- **STORED DATA**
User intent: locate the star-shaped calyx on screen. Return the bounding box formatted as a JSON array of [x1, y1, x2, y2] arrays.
---
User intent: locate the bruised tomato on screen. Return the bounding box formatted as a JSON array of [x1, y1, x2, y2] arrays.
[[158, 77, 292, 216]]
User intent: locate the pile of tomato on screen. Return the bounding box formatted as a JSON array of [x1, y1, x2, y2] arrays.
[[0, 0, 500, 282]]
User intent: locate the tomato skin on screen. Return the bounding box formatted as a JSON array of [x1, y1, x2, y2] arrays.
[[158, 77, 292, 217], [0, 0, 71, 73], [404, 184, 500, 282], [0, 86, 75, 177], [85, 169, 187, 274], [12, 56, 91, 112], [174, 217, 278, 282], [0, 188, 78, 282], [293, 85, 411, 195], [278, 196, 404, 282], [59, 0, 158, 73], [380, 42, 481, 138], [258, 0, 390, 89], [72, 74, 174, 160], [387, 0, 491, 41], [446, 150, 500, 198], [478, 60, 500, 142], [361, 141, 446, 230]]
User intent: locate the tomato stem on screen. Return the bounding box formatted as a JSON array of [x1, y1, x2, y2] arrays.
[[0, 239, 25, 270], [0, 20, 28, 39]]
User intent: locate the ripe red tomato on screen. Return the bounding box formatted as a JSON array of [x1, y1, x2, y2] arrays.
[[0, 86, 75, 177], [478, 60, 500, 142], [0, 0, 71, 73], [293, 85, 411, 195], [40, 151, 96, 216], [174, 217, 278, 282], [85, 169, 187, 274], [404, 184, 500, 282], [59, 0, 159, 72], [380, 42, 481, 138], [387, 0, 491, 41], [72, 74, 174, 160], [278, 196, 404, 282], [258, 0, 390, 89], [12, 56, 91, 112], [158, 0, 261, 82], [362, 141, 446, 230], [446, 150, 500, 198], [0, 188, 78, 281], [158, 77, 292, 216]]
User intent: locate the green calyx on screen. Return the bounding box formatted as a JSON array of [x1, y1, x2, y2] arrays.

- **WHAT YOU HAVE TO DO**
Reproduce the records verbatim, starting at the line containing "User intent: locate the pile" and ending at the line containing "[[0, 0, 500, 282]]", with both of those lines included.

- **EXERCISE OUTPUT**
User intent: locate the pile of tomato on screen. Return the bounding box formatted as a JSON array of [x1, y1, x2, y2] arrays.
[[0, 0, 500, 282]]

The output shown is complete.